## start Records to use
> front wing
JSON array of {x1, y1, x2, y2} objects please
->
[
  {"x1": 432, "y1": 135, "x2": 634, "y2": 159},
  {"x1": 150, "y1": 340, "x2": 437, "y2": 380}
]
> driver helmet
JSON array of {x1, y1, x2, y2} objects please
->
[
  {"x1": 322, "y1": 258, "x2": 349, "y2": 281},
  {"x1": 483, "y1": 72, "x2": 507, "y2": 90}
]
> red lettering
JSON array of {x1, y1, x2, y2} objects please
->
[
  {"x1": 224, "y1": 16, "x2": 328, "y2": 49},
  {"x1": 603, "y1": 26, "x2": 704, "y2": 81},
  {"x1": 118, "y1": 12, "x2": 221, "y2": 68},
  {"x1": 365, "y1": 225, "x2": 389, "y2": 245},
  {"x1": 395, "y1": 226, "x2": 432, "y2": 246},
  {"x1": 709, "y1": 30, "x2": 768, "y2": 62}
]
## end Records to use
Directions for this task -
Can you give all of these lines again, substituting "entries" for "objects" wherever it occurs and changing nothing else?

Task output -
> front wing
JSON array of {x1, y1, x2, y2} entries please
->
[
  {"x1": 432, "y1": 135, "x2": 634, "y2": 159},
  {"x1": 150, "y1": 340, "x2": 437, "y2": 380}
]
> driver helmet
JSON array of {x1, y1, x2, y2} entries please
->
[
  {"x1": 322, "y1": 258, "x2": 349, "y2": 281},
  {"x1": 483, "y1": 72, "x2": 507, "y2": 90}
]
> red lettering
JSON array of {x1, y1, x2, y2} entries please
->
[
  {"x1": 224, "y1": 16, "x2": 328, "y2": 49},
  {"x1": 603, "y1": 26, "x2": 704, "y2": 81},
  {"x1": 118, "y1": 12, "x2": 221, "y2": 68},
  {"x1": 365, "y1": 225, "x2": 389, "y2": 245},
  {"x1": 395, "y1": 226, "x2": 432, "y2": 246},
  {"x1": 709, "y1": 30, "x2": 768, "y2": 62}
]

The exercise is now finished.